- **Input for this task**

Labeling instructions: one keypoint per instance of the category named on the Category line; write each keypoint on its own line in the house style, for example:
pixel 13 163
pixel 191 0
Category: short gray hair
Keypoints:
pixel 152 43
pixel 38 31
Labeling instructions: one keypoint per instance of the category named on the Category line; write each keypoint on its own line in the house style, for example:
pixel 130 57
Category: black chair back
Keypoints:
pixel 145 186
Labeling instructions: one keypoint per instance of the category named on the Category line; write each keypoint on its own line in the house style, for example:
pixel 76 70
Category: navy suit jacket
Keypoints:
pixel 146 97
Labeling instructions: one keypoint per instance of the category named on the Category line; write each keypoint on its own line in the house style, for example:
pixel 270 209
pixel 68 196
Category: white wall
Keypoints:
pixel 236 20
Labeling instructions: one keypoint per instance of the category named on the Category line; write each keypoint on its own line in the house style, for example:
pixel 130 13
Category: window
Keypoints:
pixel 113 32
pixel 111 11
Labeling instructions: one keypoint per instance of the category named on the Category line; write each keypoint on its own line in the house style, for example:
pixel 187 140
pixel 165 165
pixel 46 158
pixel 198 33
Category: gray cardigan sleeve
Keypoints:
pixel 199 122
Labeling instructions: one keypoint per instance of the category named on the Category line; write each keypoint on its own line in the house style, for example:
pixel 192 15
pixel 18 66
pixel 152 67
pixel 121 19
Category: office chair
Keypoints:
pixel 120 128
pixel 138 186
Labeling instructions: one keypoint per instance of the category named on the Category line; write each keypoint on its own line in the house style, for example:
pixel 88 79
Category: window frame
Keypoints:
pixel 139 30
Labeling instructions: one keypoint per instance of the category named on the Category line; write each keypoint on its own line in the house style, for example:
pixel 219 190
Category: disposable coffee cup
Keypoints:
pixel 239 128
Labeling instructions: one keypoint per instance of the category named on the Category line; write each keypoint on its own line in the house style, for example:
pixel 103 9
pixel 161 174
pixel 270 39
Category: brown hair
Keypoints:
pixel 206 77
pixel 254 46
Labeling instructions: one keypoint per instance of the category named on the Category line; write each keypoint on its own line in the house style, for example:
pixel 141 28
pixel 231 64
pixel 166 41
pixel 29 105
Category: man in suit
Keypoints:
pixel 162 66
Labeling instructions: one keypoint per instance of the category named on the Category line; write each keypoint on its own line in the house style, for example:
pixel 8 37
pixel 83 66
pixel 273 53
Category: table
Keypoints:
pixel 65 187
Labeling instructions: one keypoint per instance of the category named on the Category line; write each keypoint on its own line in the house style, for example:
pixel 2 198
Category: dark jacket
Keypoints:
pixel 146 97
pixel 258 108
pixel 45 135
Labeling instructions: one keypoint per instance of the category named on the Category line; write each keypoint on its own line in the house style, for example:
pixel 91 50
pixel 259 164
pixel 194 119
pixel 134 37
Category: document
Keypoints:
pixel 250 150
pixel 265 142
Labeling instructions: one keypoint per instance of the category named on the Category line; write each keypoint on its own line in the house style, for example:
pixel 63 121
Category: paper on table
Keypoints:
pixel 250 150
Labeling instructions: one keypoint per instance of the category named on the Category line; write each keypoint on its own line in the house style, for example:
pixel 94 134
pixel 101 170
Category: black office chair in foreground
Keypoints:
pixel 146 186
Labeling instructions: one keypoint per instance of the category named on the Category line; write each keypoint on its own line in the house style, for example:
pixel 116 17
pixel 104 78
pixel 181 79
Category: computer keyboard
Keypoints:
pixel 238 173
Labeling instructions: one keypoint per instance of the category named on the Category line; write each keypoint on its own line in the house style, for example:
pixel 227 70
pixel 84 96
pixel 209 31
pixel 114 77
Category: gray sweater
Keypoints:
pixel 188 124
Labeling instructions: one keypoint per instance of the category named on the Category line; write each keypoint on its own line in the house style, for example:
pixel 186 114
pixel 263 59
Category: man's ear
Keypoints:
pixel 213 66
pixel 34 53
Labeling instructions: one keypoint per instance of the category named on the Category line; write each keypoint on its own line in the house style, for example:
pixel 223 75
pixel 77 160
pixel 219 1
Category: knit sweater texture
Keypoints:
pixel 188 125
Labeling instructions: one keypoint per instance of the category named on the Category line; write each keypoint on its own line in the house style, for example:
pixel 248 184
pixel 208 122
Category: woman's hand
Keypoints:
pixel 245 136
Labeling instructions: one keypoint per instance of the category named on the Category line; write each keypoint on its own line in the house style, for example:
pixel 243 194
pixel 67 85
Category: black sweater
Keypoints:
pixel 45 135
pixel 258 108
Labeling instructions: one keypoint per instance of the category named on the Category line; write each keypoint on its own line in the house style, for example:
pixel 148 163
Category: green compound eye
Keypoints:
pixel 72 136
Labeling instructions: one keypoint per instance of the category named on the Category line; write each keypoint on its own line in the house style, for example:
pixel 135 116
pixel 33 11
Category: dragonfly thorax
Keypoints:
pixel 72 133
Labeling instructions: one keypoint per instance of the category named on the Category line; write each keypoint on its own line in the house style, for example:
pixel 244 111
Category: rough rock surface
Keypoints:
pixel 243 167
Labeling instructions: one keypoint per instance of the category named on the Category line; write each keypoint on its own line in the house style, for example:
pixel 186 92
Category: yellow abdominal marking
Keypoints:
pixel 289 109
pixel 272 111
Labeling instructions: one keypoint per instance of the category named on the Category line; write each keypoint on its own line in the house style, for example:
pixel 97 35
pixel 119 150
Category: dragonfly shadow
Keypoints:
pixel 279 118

- **Problem**
Could you return the complete listing, word for word?

- **Response below**
Labeling instructions: one keypoint per instance of the category named on the Category line; write each keypoint on its own line in the house style, for example:
pixel 13 163
pixel 191 0
Category: short gray hair
Keypoints:
pixel 152 43
pixel 38 31
Labeling instructions: one keypoint per instance of the category named on the Category line; write each keypoint on its own line in the house style, for example:
pixel 130 57
Category: black chair back
Keypoints:
pixel 145 186
Labeling instructions: one keypoint per instance of the category named on the Category line; write each keypoint on its own line in the house style, for example:
pixel 76 70
Category: navy suit jacket
Keypoints:
pixel 146 97
Labeling instructions: one keypoint per instance of the category named on the Category line; write each keypoint on its own line in the house style, for example:
pixel 270 209
pixel 68 196
Category: white wall
Keypoints:
pixel 236 20
Labeling instructions: one keypoint per instance of the category named on the Category line; write each keypoint on its own line in the house style, for example:
pixel 130 13
Category: window
Keypoints:
pixel 113 32
pixel 111 11
Labeling instructions: one keypoint per instance of the category named on the Category line; write each keypoint on its own line in the house style, for example:
pixel 187 140
pixel 165 165
pixel 46 158
pixel 198 33
Category: gray cardigan sleeve
Keypoints:
pixel 199 122
Labeling instructions: one keypoint per instance of the category named on the Category line; write each keypoint on its own line in the house style, for example:
pixel 192 15
pixel 18 66
pixel 152 67
pixel 121 19
Category: office chair
Keypoints:
pixel 120 128
pixel 138 186
Labeling instructions: one keypoint per instance of the category named on the Category line; write each keypoint on its own line in the house style, for example:
pixel 88 79
Category: window frame
Keypoints:
pixel 139 30
Labeling instructions: one keypoint per instance of the category named on the Category line; write each keypoint on its own line in the house style, for example:
pixel 219 190
Category: disposable coffee cup
Keypoints:
pixel 239 128
Labeling instructions: one keypoint per instance of the category named on the Category line; write each keypoint on its own line in the house style, for example:
pixel 103 9
pixel 161 174
pixel 270 39
Category: brown hair
Keypoints:
pixel 206 77
pixel 254 46
Labeling instructions: one keypoint per instance of the category named on the Category line; write each keypoint on its own line in the house style, for example:
pixel 141 28
pixel 231 64
pixel 166 41
pixel 29 105
Category: man in suit
Keypoints:
pixel 162 66
Labeling instructions: one keypoint per instance of the category named on the Category line; write each keypoint on its own line in the house style, for example:
pixel 8 37
pixel 83 66
pixel 273 53
Category: table
Keypoints:
pixel 65 187
Labeling instructions: one keypoint per instance of the category named on the Category line; write each keypoint on its own line in the house style, for example:
pixel 2 198
Category: dark jacket
Keypoints:
pixel 146 97
pixel 258 108
pixel 45 135
Labeling instructions: one keypoint per instance of the category named on the Category line; write each keypoint on its own line in the house style, for example:
pixel 91 50
pixel 259 164
pixel 194 119
pixel 134 37
Category: document
Keypoints:
pixel 250 150
pixel 265 142
Labeling instructions: one keypoint per instance of the category named on the Category line; write each keypoint on its own line in the house style, for example:
pixel 63 121
Category: paper on table
Keypoints:
pixel 250 150
Labeling instructions: one keypoint per instance of the category named on the Category line; write each keypoint on its own line in the house style, for example:
pixel 94 134
pixel 101 170
Category: black office chair in foreground
Keypoints:
pixel 146 186
Labeling instructions: one keypoint per instance of the category named on the Category line; write each keypoint on its own line in the house style, for example:
pixel 116 17
pixel 104 78
pixel 181 79
Category: computer keyboard
Keypoints:
pixel 238 173
Labeling instructions: one keypoint per instance of the category named on the Category line; write each keypoint on its own line in the house style, for example:
pixel 227 70
pixel 84 96
pixel 209 31
pixel 114 77
Category: gray sweater
Keypoints:
pixel 188 124
Labeling instructions: one keypoint per instance of the category named on the Category line; write each keypoint on its own line in the house style, for example:
pixel 186 114
pixel 263 59
Category: man's ear
Keypoints:
pixel 213 66
pixel 34 53
Labeling instructions: one keypoint per instance of the category named on the Category line; write each keypoint on its own line in the house style, for example:
pixel 223 75
pixel 77 160
pixel 219 1
Category: knit sweater texture
Keypoints:
pixel 188 125
Labeling instructions: one keypoint per instance of the category named on the Category line; write each keypoint on its own line in the house style, for example:
pixel 248 184
pixel 208 122
Category: woman's hand
Keypoints:
pixel 245 136
Labeling instructions: one keypoint per instance of the category named on the Category line; write each keypoint on its own line in the house style, for example:
pixel 243 194
pixel 67 85
Category: black sweater
Keypoints:
pixel 45 135
pixel 258 108
Labeling instructions: one keypoint per instance of the category named on the Category line; write each keypoint on its own line in the house style, for example:
pixel 148 163
Category: green compound eye
Keypoints:
pixel 72 136
Labeling instructions: one keypoint per instance of the category named on the Category line; write each keypoint on its own line in the house style, for example:
pixel 135 116
pixel 33 11
Category: dragonfly thorax
Keypoints:
pixel 72 133
Labeling instructions: one keypoint per instance of the category named on the Category line; write each keypoint on its own line in the house style, for example:
pixel 244 111
Category: rough rock surface
Keypoints:
pixel 243 167
Labeling instructions: one keypoint per instance of the category named on the Category line; write each keypoint on its own line in the house style, for example:
pixel 186 92
Category: yellow abdominal marking
Keypoints:
pixel 289 109
pixel 272 111
Labeling instructions: one keypoint per instance of the category named on the Category line; write each keypoint on its own line in the house style, for example:
pixel 97 35
pixel 119 150
Category: dragonfly shadow
Keypoints:
pixel 279 118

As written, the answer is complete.